Reading, Writing Tabular Data
* Pandas
* Colunar data, Tabular data
* CSV, JSON, YAML, etc

Data File Formats
* CSV
* JSON
* YAML
* XML

# Reading Files

Notebooks:
* 16 - Python III - Read Files

Read and Write with `open()`:
> `file_object = open(file_name, mode)`

The modes can be:
* 'r'  read only
* 'r+' reading and writing
* 'w'  write only (existing file will be over-written)
* 'a'  write as append

## Reading Text

In [None]:
# Example: Don't need to understand all this, just notice the power of python

# We'll use this utiltiy function throughout to check
# the top few lines of the files we read and write

def head(file_name, n=5):
    """OS/Platform-independent utility function 
        used to inspect the top few lines of our files
    """
    with open(file_name) as myfile:
        for _ in range(n):
            try:
                print(next(myfile), end="")
            except StopIteration: # end of file
                return None

In [None]:
# Now let's look at a text file
file_name = os.path.join("data","lorem-ipsum")
head(file_name)

In [None]:
# Example: simplest input
file_obj  = open(file_name, mode='r')

→ **Given problem 1**:
Condense the paragraph of the file-reading notes that begins "The modes can be" into one sentence that keeps every mode and its meaning.
The file-reading notes and the entries that follow are unrelated material.

→ **Working data**:
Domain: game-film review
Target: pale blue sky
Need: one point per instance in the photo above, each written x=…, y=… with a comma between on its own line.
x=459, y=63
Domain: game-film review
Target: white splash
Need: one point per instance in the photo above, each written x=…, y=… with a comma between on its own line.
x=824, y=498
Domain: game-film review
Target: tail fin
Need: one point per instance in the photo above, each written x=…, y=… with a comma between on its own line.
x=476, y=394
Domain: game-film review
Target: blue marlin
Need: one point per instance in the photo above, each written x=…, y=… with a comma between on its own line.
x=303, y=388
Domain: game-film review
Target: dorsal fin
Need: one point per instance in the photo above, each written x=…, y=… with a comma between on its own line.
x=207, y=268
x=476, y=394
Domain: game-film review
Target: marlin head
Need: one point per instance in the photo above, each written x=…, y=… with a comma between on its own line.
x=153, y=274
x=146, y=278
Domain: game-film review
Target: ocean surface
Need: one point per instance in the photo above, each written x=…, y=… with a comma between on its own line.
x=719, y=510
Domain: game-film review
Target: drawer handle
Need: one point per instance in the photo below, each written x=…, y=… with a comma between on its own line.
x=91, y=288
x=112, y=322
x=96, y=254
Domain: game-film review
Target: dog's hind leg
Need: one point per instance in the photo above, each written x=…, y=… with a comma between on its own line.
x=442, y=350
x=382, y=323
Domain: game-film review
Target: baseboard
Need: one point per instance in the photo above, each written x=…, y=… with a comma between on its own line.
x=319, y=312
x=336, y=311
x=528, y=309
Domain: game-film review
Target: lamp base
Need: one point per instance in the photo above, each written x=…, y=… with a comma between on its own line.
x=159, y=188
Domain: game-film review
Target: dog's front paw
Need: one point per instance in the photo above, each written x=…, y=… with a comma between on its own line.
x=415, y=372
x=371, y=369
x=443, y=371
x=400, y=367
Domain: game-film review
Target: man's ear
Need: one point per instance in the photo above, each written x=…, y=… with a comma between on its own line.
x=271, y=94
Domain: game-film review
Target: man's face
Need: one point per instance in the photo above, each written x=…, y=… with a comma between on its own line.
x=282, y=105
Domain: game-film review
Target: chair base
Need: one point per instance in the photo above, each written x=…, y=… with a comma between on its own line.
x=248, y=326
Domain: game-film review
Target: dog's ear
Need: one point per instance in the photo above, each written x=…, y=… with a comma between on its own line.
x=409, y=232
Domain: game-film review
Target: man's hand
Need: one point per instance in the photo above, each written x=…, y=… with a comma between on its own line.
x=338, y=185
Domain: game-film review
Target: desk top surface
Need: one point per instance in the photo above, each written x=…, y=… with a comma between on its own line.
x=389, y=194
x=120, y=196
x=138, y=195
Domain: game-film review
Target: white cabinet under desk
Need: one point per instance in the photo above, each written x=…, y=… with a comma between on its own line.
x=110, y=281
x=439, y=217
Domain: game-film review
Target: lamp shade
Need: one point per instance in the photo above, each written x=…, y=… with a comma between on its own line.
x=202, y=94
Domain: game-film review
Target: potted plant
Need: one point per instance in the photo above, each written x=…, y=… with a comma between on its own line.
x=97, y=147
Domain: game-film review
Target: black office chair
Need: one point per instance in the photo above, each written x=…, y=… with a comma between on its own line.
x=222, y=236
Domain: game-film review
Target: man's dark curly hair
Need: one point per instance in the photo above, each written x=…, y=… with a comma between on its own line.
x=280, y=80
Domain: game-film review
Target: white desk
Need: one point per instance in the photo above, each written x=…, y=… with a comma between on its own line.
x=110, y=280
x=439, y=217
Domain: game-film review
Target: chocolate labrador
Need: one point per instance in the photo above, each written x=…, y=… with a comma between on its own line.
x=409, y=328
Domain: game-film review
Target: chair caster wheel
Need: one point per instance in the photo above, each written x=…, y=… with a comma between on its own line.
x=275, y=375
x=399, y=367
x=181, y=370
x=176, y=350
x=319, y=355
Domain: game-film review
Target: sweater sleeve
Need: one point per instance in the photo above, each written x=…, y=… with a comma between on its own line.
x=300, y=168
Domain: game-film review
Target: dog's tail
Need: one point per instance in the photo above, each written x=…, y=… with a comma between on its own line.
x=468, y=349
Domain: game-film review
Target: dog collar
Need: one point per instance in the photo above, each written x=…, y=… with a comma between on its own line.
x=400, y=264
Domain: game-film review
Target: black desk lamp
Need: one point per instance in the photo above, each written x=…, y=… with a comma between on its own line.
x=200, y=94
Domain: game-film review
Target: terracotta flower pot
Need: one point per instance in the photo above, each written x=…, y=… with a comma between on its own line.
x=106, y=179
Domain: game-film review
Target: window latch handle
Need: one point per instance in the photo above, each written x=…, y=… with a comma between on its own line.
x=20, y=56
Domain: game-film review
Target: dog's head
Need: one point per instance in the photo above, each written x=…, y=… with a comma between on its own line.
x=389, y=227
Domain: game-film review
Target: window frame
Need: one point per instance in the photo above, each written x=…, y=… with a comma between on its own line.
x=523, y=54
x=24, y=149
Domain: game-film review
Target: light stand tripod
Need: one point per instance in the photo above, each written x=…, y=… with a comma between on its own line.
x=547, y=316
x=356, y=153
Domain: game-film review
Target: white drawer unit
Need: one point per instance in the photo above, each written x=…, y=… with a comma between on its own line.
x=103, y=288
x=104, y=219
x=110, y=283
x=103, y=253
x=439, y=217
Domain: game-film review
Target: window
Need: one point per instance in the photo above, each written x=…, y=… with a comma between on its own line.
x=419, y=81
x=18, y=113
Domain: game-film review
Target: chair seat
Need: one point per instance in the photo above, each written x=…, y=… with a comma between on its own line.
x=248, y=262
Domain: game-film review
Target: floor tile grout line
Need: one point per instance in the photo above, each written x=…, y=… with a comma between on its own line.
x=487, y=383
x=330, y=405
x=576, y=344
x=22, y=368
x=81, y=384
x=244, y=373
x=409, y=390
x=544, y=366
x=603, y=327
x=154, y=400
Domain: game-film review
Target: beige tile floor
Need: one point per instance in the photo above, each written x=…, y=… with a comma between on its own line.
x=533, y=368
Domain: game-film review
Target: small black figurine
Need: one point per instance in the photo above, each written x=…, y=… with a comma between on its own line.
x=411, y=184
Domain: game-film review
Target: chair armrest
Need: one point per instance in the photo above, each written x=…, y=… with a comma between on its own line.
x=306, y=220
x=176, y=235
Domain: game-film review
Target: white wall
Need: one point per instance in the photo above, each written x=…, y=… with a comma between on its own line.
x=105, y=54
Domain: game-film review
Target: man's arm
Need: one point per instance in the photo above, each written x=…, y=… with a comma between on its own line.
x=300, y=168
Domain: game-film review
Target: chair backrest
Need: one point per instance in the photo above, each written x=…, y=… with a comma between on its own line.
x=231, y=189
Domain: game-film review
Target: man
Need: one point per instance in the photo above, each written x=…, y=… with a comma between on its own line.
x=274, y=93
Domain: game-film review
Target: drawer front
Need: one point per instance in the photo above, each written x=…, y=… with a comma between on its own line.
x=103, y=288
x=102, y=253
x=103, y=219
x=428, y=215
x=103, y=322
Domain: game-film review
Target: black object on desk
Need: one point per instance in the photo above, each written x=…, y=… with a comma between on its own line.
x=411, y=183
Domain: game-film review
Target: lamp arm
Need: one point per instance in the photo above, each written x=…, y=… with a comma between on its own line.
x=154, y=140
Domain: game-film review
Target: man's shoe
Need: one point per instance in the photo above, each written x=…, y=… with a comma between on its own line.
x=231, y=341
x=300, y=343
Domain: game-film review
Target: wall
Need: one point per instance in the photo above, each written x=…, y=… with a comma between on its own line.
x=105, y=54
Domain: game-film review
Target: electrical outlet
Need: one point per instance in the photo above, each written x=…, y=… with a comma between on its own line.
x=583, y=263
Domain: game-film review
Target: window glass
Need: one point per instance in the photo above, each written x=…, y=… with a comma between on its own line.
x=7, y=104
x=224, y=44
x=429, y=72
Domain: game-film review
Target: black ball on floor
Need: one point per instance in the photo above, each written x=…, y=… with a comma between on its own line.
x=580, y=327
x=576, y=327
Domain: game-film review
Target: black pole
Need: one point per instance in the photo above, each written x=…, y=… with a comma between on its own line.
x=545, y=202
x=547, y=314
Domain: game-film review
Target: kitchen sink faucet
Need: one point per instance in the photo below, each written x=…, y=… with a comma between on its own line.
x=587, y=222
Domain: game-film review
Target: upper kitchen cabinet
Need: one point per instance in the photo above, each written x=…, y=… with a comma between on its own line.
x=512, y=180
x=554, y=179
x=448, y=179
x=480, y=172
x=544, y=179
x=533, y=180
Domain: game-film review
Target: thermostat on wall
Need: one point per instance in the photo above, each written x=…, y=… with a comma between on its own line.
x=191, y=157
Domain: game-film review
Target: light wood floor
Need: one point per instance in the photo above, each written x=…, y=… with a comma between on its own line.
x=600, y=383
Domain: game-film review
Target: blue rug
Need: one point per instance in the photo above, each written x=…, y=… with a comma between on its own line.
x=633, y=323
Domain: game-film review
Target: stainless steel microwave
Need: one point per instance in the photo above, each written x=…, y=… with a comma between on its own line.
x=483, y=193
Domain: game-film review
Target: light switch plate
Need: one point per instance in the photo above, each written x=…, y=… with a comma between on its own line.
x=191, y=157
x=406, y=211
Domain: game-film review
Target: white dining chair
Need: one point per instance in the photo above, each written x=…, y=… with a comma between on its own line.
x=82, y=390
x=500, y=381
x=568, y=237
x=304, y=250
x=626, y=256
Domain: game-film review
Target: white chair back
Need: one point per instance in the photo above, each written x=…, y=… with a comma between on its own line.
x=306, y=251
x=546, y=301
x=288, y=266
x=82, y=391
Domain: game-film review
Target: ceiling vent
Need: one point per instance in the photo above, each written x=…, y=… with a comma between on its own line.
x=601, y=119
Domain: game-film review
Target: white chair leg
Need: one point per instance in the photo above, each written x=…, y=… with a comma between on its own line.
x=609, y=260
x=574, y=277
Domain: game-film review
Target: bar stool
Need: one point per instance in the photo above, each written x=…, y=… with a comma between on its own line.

→ **Given problem 2**:
Lay out the entries from their start through the line containing "x=459, y=63", inclusive, as a two-column CSV with the columns entry_text and answer. Give one row per entry, put each value in a single quoted field, and replace line breaks with spaces.

→ **Exercise response 1**:
The modes are 'r' (read only), 'r+' (reading and writing), 'w' (write only, with an existing file over-written), and 'a' (write as append).

→ **Exercise response 2**:
entry_text,answer
"Domain: game-film review Target: pale blue sky Need: one point per instance in the photo above, each written x=…, y=… with a comma between on its own line.","x=459, y=63"